Coordinate labeling data
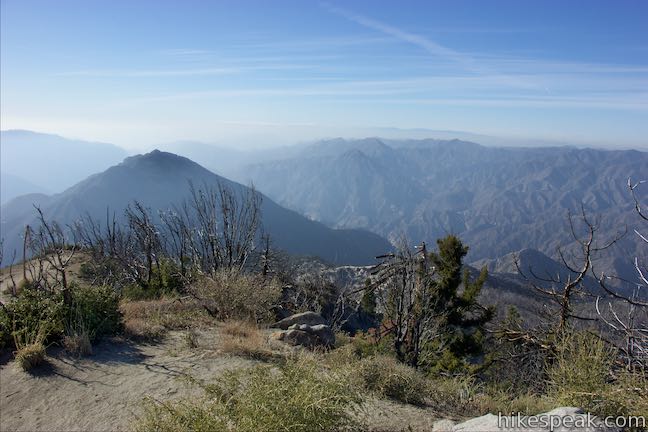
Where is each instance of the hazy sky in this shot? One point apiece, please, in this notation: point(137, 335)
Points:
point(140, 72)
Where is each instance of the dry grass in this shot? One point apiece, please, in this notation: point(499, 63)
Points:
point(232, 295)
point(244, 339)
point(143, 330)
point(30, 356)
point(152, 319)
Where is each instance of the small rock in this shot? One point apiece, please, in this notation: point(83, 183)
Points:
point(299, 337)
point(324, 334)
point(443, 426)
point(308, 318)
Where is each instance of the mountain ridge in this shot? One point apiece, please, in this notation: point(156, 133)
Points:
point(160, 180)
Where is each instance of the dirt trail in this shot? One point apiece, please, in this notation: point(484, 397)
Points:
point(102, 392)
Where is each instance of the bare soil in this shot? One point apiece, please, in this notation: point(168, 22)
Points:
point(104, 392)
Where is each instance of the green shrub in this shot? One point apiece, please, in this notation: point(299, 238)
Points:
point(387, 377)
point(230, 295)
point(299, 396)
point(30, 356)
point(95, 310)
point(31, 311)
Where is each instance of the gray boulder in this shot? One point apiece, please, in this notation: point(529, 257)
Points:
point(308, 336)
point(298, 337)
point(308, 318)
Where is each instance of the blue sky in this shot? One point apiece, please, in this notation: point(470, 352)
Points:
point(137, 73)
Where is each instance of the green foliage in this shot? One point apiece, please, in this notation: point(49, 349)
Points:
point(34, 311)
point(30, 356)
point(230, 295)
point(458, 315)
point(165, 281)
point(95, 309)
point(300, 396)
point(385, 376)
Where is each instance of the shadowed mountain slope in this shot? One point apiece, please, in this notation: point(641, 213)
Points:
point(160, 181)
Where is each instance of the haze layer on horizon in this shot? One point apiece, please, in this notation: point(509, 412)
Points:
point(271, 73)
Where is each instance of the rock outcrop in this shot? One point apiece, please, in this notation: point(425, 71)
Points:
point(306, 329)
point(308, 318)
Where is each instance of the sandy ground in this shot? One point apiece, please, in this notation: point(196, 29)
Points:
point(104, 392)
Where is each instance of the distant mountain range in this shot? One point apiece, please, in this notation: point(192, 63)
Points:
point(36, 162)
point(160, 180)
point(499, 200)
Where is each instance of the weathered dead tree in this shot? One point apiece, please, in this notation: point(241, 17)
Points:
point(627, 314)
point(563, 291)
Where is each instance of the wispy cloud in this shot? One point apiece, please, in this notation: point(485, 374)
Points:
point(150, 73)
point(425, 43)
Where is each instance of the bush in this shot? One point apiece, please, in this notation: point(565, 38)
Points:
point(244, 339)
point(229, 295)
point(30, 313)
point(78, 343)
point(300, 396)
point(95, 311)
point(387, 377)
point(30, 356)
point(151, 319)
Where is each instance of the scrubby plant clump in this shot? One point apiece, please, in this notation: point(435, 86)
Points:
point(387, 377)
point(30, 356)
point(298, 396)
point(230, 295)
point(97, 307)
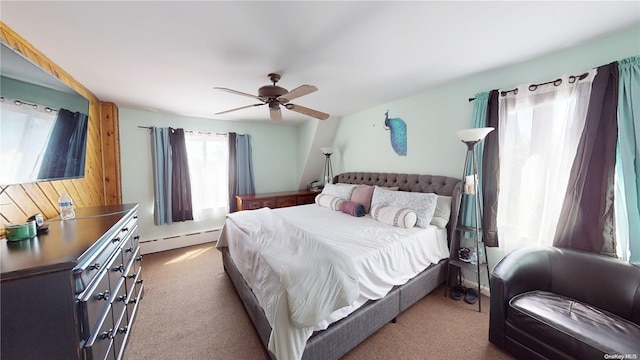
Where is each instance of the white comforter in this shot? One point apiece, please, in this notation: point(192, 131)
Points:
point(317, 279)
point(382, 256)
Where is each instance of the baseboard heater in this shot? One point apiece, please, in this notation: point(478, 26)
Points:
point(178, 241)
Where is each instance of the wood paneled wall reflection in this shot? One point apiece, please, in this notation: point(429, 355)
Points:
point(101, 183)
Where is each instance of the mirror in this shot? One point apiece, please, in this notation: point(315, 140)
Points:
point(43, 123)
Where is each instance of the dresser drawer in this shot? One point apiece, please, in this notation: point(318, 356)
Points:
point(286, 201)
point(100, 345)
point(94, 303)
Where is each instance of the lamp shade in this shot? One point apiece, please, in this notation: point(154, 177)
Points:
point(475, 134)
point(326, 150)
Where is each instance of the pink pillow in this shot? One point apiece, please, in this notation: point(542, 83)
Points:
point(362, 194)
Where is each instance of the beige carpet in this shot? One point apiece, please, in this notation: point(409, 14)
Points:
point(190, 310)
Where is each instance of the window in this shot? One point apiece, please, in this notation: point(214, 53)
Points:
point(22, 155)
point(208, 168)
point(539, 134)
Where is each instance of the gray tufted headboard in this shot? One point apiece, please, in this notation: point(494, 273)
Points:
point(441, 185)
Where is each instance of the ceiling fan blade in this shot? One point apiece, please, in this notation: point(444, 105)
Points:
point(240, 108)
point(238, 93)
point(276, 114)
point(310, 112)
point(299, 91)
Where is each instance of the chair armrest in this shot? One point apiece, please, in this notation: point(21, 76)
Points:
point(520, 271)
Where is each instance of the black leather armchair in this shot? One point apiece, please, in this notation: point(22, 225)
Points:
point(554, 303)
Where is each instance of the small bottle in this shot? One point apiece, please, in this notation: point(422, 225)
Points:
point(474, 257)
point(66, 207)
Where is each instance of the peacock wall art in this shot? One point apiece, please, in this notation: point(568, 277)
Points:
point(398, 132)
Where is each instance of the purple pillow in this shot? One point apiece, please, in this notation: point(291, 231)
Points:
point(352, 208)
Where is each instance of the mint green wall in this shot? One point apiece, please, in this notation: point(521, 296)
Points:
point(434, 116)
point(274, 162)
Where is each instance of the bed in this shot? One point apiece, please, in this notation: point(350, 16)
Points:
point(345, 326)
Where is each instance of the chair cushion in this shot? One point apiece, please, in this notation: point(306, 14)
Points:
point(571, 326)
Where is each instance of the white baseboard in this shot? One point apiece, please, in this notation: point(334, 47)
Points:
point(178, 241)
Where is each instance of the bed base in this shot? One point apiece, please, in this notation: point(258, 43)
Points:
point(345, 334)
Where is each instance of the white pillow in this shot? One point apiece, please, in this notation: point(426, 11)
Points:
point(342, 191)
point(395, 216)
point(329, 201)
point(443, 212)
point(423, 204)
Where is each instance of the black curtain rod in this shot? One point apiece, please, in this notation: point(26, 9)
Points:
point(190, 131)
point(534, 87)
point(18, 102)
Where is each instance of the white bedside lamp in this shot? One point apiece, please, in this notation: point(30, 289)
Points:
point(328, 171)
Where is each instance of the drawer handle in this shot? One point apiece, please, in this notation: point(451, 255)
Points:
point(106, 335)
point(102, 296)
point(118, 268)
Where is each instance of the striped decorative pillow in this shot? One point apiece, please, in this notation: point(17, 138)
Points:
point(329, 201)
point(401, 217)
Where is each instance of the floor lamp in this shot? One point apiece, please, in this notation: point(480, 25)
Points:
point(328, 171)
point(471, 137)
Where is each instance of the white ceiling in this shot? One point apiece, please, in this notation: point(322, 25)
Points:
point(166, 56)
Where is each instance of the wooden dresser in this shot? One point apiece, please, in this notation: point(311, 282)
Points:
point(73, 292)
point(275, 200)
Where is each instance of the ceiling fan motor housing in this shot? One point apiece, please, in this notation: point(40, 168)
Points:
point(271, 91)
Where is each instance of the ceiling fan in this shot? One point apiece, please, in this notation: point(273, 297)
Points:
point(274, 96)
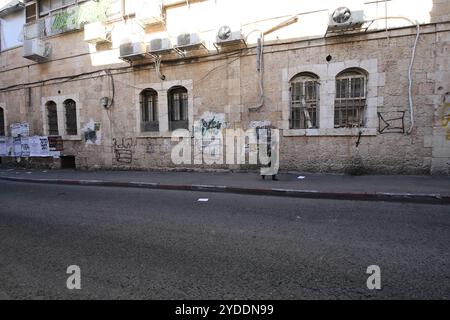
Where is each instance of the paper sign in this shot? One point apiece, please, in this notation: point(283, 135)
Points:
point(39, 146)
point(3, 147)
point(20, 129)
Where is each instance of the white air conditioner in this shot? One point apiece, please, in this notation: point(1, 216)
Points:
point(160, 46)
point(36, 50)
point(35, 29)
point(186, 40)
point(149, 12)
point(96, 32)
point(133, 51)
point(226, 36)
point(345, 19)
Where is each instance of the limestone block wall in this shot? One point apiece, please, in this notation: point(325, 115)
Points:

> **What you should do**
Extract all of the entries above verbatim, leaving out the pictures.

> **Correct output**
Where is each instance of the hazy sky in this shot? One point apiece, please, in this notation: point(137, 335)
Points:
point(140, 72)
Where is each instance of the dry grass in this shot? One point apiece, please, in this notation: point(499, 63)
Points:
point(232, 295)
point(244, 339)
point(143, 330)
point(30, 356)
point(152, 319)
Where is each instance of the small rock in this shot? One point apiece, please, in this notation: point(83, 183)
Points:
point(299, 337)
point(324, 334)
point(443, 426)
point(308, 318)
Where is each instance of the mountain ridge in this shot? One point apiece, please, in this notation: point(156, 133)
Points:
point(160, 180)
Where is each instance of the dirt trail in this shot? One point apiece, please, in this notation: point(484, 397)
Points:
point(102, 392)
Where is each instance of the bare soil in this shot? One point apiece, please, in this notation: point(168, 22)
Points:
point(104, 392)
Where is each instance of the green shrub in this shot? One point apiece, please, in this notation: point(299, 238)
Points:
point(387, 377)
point(230, 295)
point(299, 396)
point(30, 356)
point(95, 310)
point(31, 311)
Where is each instance of the gray boulder in this shot? One point apiece, please, in this notation: point(529, 257)
Points:
point(308, 336)
point(298, 337)
point(308, 318)
Where is each instance of the blue sky in this shot? One point apiece, please, in this notation: point(470, 352)
Points:
point(137, 73)
Where is each instance of the green foliage in this shot? One point apiece, please, in this notation: point(49, 349)
Points:
point(34, 311)
point(30, 356)
point(230, 295)
point(458, 315)
point(165, 281)
point(95, 309)
point(300, 396)
point(385, 376)
Where is each instance of the shadowed mountain slope in this shot? One point apiece, please, in this notation: point(641, 213)
Points:
point(160, 181)
Where is each instance of the haze layer on horizon in this shot? One point apiece, please, in this notation: point(509, 412)
Points:
point(271, 73)
Where is each instance of the rock outcrop in this shot? One point apiece, please, in this notation: point(425, 71)
Points:
point(306, 329)
point(308, 318)
Where is each instance of the sandy ground in this shot? One point apiece, please, in this notation: point(196, 29)
Points:
point(104, 392)
Where is each instance of the distant mountain range in this shot? One point apiece, please, in this notation: point(192, 63)
Points:
point(36, 162)
point(160, 180)
point(499, 200)
Where is each instance of the weathered dead tree in this shot? One point apiece, please, in this notation: point(241, 17)
Points:
point(627, 314)
point(563, 291)
Where is each instance of the wispy cloud in this shot? One point apiece, please, in this notation: point(485, 374)
Points:
point(150, 73)
point(425, 43)
Where is each instance of the bush in this shot? One point apiece, please, in this notation: point(565, 38)
Points:
point(244, 339)
point(229, 295)
point(30, 313)
point(78, 343)
point(300, 396)
point(95, 311)
point(387, 377)
point(30, 356)
point(151, 319)
Where is each instance of the scrubby plant clump in this shot? One point apiece, please, in this notation: point(435, 86)
Points:
point(387, 377)
point(30, 356)
point(298, 396)
point(230, 295)
point(97, 307)
Where is each instance of the white comforter in this shot? One point apiece, please, in this notation: point(192, 131)
Points:
point(317, 279)
point(382, 256)
Where is each instance of the baseboard heater in this shot? One point apiece, please, in this notation: point(478, 26)
Points:
point(178, 241)
Where is each instance of the wood paneled wall reflection in this shot? One point apiece, please, in this notation: point(429, 355)
Points:
point(101, 183)
Where is each instance of the mirror in this shot? One point apiece, please, in this notation: point(315, 140)
Points:
point(43, 123)
Where is each instance of the dresser drawer in this shot? One point apiece, please, in this notation: point(318, 356)
Points:
point(286, 201)
point(100, 345)
point(94, 303)
Where is each instance of the lamp shade in this shot? One point apiece, please, in this notation: point(154, 177)
Points:
point(475, 134)
point(326, 150)
Where is each instance of the pink pillow in this shot? One point apiece, please, in this notation: point(542, 83)
Points:
point(362, 194)
Where is each instance of the beige carpet in this shot? One point apiece, please, in this notation: point(409, 14)
Points:
point(190, 310)
Where is each instance of the window in this shot? One point apiece, please, in this notation: point(214, 53)
Points:
point(22, 155)
point(208, 168)
point(539, 134)
Where is each instance of the gray tufted headboard in this shot? One point apiece, please, in this notation: point(494, 273)
Points:
point(441, 185)
Where is each instance of the ceiling fan blade in this shot? One point apiece, please, in this notation: point(444, 105)
Points:
point(240, 108)
point(238, 93)
point(276, 114)
point(310, 112)
point(299, 91)
Where is each instance of the chair armrest in this shot? One point apiece, please, in this notation: point(21, 76)
Points:
point(520, 271)
Where is each instance of the black leather armchair in this shot? One point apiece, please, in this notation: point(22, 225)
Points:
point(554, 303)
Where is each instance of the small bottle in this shot? One point apiece, please, in this notation: point(422, 225)
Points:
point(474, 257)
point(66, 207)
Where is each instance of the peacock wall art in this shot? One point apiece, please, in this notation: point(568, 277)
Points:
point(398, 132)
Where is each instance of the purple pillow in this shot? One point apiece, please, in this notation: point(291, 231)
Points:
point(352, 208)
Where is each instance of the mint green wall in this shot? One point apiece, please, in this notation: point(521, 296)
Points:
point(434, 116)
point(274, 162)
Where is each instance of the bed in this shot? One point apiece, please, in this notation: point(350, 16)
Points:
point(345, 326)
Where is each instance of the chair cushion in this shot? One point apiece, please, in this notation: point(306, 14)
Points:
point(571, 326)
Where is each instance of the white baseboard in this shot? One point apiece, please, in this notation: point(334, 47)
Points:
point(178, 241)
Where is each instance of the bed base in this shot? One point apiece, please, in this notation: point(258, 43)
Points:
point(345, 334)
Where is each instance of the white pillow in this shot? One point apiece, please, in this notation: point(426, 11)
Points:
point(342, 191)
point(395, 216)
point(329, 201)
point(443, 212)
point(423, 204)
Where is each instance of the black curtain rod in this shot? One point apiece, please, in this notation: point(26, 9)
Points:
point(190, 131)
point(534, 87)
point(18, 102)
Where is each instance of the white bedside lamp in this shot? One point apiece, please, in this notation: point(30, 289)
Points:
point(328, 171)
Where is each instance of the drawer handle in this shot? One point apiece, please, in this notation: point(451, 255)
Points:
point(106, 335)
point(102, 296)
point(118, 268)
Where is each instance of the striped decorative pillow in this shot? One point apiece, please, in this notation: point(17, 138)
Points:
point(329, 201)
point(401, 217)
Where is each instance of the floor lamp in this shot? One point apiece, please, in this notation: point(480, 25)
Points:
point(328, 171)
point(471, 137)
Where is each instance of the white ceiling in this shot? One point apiece, please, in this notation: point(322, 25)
Points:
point(166, 56)
Where is each instance of the wooden dresser in this shot? One point apiece, please, in this notation: point(311, 282)
Points:
point(73, 292)
point(275, 200)
Where is each instance of the ceiling fan motor housing in this shot? One point apiece, please, in this notation: point(40, 168)
Points:
point(271, 91)
Where is each instance of the ceiling fan in this shot? One point apiece, please, in this notation: point(273, 297)
Points:
point(274, 96)
Where is each instance of the paper sign in this shot? One point apiece, please, in this notation: point(283, 135)
Points:
point(39, 146)
point(3, 147)
point(20, 129)
Where is each instance of the white air conditioner in this shot? One point apiece, please, in this notation: point(1, 216)
Points:
point(160, 46)
point(36, 50)
point(35, 29)
point(186, 40)
point(149, 12)
point(96, 32)
point(133, 51)
point(226, 36)
point(345, 19)
Where is each instance of the limestone block wall in this shot? One point apiece, please, in this notation: point(325, 115)
Points:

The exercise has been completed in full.